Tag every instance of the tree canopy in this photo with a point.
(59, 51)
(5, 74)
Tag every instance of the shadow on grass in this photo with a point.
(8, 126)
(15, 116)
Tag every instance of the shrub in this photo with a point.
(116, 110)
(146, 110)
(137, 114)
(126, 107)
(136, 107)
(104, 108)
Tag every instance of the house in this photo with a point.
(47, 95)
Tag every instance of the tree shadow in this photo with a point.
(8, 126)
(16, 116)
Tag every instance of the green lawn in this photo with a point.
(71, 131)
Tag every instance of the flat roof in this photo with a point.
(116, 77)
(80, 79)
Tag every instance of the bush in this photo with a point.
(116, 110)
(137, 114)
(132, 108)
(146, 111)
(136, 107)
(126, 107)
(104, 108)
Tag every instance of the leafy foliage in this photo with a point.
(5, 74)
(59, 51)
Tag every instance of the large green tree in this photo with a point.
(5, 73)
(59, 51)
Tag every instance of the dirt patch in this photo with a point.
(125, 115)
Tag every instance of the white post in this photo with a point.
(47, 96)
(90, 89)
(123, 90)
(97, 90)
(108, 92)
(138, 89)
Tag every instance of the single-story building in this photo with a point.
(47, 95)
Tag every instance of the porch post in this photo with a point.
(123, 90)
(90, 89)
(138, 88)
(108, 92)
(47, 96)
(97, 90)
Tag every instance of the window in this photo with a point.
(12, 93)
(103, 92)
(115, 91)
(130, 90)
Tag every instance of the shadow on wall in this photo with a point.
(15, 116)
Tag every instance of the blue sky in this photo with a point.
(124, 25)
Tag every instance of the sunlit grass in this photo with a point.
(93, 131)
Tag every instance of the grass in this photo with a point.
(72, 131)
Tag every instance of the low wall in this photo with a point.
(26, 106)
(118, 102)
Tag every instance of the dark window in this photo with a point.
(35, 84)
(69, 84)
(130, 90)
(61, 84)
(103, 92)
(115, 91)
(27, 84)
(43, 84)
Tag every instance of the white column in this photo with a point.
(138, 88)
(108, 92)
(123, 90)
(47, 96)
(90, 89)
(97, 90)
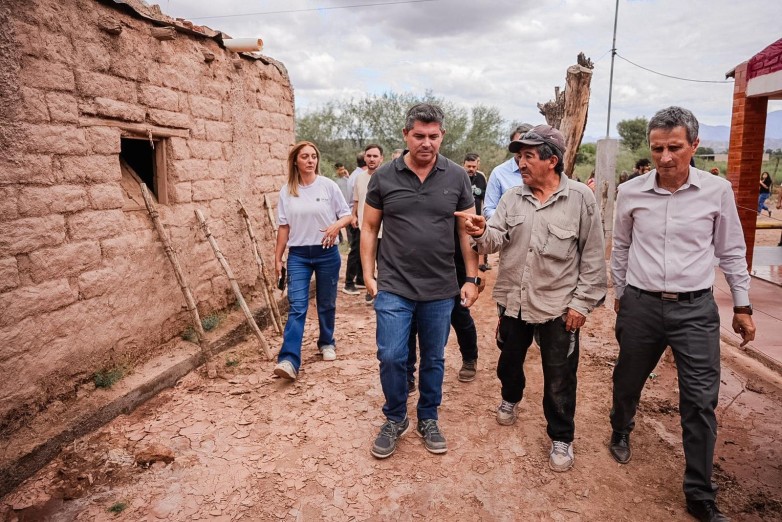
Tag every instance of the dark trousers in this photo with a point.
(559, 353)
(353, 270)
(466, 335)
(645, 325)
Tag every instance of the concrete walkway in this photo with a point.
(766, 299)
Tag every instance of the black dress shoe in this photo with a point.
(705, 511)
(620, 447)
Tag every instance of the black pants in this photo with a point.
(353, 271)
(559, 353)
(645, 325)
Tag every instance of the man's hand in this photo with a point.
(474, 224)
(469, 294)
(371, 285)
(573, 320)
(744, 326)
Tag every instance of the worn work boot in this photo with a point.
(507, 413)
(561, 456)
(385, 442)
(467, 373)
(620, 447)
(433, 438)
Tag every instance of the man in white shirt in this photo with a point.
(670, 225)
(373, 157)
(354, 276)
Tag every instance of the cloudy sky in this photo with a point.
(505, 53)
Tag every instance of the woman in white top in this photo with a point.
(311, 212)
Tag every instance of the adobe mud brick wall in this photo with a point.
(84, 283)
(745, 153)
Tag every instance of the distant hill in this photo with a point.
(718, 136)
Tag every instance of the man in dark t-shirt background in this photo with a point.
(415, 197)
(471, 164)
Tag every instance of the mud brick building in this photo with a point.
(96, 95)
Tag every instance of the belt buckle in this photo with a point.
(669, 296)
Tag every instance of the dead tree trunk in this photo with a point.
(568, 111)
(234, 284)
(274, 311)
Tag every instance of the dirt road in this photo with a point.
(250, 446)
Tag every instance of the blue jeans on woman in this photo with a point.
(762, 197)
(302, 262)
(395, 316)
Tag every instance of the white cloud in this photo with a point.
(508, 53)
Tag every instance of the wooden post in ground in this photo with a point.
(270, 213)
(568, 111)
(234, 284)
(180, 277)
(266, 281)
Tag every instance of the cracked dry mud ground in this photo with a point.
(252, 447)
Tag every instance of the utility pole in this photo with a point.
(611, 80)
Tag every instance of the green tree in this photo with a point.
(633, 132)
(341, 129)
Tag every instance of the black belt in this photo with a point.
(674, 296)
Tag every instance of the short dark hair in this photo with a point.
(425, 113)
(374, 146)
(521, 130)
(545, 151)
(643, 162)
(674, 117)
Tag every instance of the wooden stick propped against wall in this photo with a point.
(180, 276)
(234, 284)
(267, 284)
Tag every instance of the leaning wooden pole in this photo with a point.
(171, 253)
(234, 284)
(270, 212)
(267, 284)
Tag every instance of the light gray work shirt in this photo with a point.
(667, 242)
(552, 255)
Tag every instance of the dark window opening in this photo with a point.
(140, 156)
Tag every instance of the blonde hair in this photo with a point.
(294, 177)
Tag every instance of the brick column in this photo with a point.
(745, 155)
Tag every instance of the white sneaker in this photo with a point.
(507, 413)
(285, 370)
(329, 352)
(561, 456)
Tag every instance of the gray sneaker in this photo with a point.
(467, 373)
(433, 439)
(385, 442)
(285, 370)
(507, 413)
(561, 456)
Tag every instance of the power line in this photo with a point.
(314, 9)
(671, 76)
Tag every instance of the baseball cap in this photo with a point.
(539, 135)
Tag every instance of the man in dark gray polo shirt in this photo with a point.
(415, 196)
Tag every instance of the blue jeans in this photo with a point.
(395, 317)
(466, 335)
(302, 262)
(762, 197)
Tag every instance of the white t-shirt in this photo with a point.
(360, 195)
(315, 209)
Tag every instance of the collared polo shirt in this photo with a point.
(416, 260)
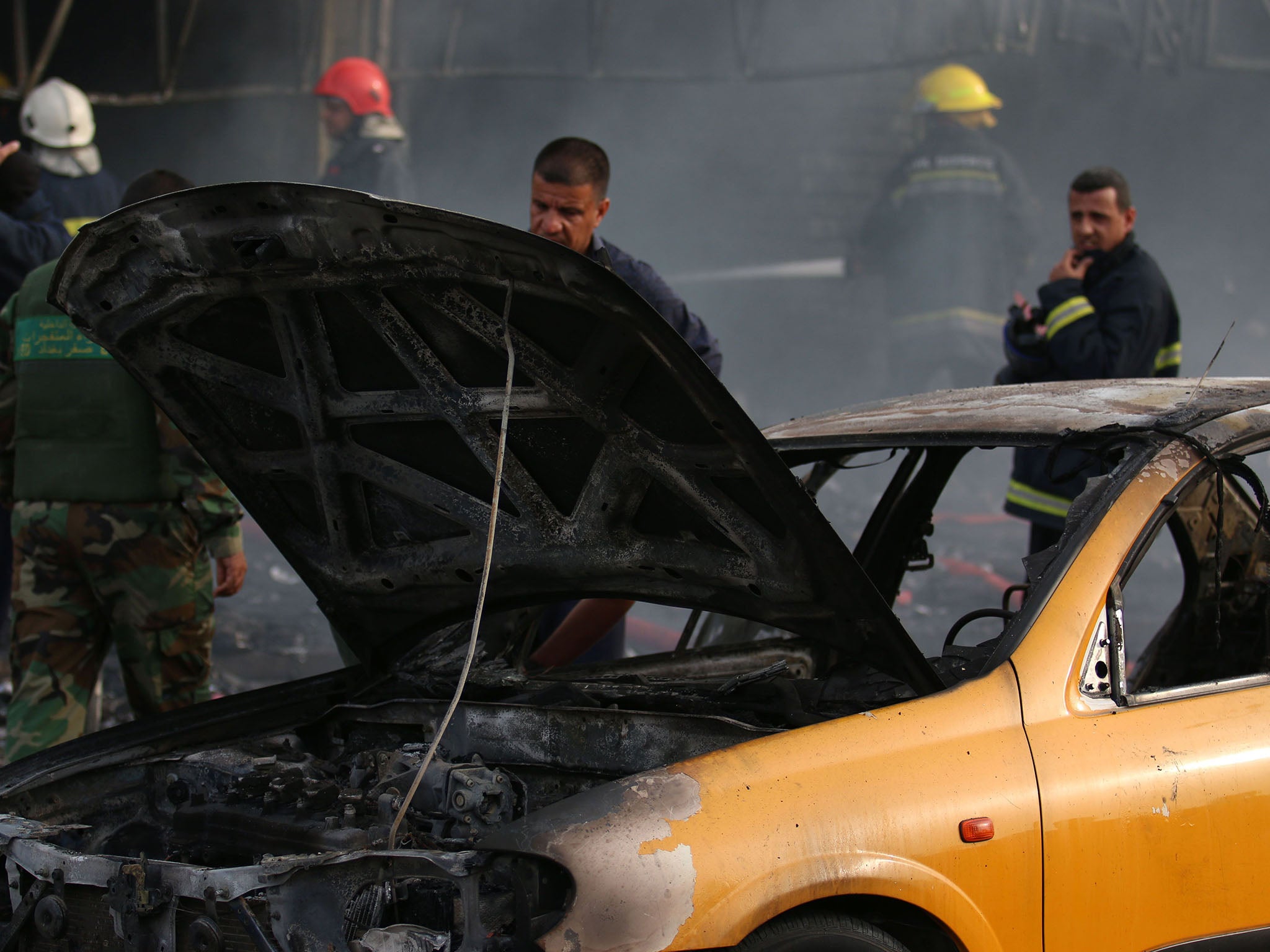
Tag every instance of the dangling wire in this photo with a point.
(484, 575)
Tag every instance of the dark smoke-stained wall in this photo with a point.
(734, 165)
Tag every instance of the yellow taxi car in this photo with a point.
(838, 753)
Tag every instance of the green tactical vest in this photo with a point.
(84, 431)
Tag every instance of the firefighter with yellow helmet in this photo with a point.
(951, 234)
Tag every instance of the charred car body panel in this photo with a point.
(339, 361)
(653, 804)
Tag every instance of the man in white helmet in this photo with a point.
(59, 120)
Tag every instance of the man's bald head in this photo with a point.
(574, 162)
(569, 192)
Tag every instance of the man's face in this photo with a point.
(1098, 223)
(568, 215)
(335, 117)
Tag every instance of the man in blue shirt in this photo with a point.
(569, 198)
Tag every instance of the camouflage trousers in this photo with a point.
(88, 575)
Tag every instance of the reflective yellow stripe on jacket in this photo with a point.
(1032, 498)
(1067, 314)
(1170, 356)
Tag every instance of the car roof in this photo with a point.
(1024, 414)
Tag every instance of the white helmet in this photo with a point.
(59, 116)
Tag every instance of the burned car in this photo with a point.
(1086, 760)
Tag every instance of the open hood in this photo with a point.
(338, 359)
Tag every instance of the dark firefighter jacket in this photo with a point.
(29, 238)
(368, 163)
(79, 200)
(953, 229)
(654, 289)
(1121, 322)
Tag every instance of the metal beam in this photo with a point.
(187, 31)
(46, 51)
(19, 42)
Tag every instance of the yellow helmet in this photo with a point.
(954, 89)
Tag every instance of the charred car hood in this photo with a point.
(339, 361)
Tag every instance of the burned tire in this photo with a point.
(819, 932)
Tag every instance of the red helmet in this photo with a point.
(360, 83)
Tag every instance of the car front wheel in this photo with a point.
(819, 932)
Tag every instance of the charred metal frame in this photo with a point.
(305, 892)
(1163, 33)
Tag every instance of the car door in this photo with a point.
(1152, 744)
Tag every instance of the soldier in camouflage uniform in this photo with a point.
(113, 517)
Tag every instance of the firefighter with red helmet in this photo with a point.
(357, 115)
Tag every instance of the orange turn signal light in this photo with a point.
(977, 831)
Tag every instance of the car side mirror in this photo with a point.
(1104, 672)
(1116, 631)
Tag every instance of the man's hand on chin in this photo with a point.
(1071, 266)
_ _ _ _ _ _ _
## HOW TO COMPLETE THIS TASK
Only the lines from the one bearing "Tag every instance of the yellow helmet" through the end of the entries above belong in the answer, each one exactly as given.

## EXERCISE ANSWER
Tag every instance of the yellow helmet in this photo with a point.
(954, 89)
Tag every instance of the charred car hood in this photo with a point.
(339, 361)
Tag every instance of the burned tire in this photo with a point.
(819, 932)
Tag every instance of the red helmet in this photo with a point.
(360, 83)
Tag every instance of the car front wheel in this photo with a point.
(819, 932)
Tag every instance of the charred metal frame in this photo with a point.
(305, 892)
(1163, 33)
Tag every instance of the car door in this photo with a point.
(1152, 744)
Tag every instance of the soldier in camouflage uniform in this photo with a point.
(113, 517)
Tag every instance of the firefighter with red helmet in this photo with a point.
(357, 115)
Tag every instance of the orange turn signal light in this photo with a point.
(977, 831)
Tag every instance of the car side mirror in this photo with a point.
(1104, 672)
(1116, 631)
Tag every instance of the man's hand on chin in this photo with a point.
(1071, 266)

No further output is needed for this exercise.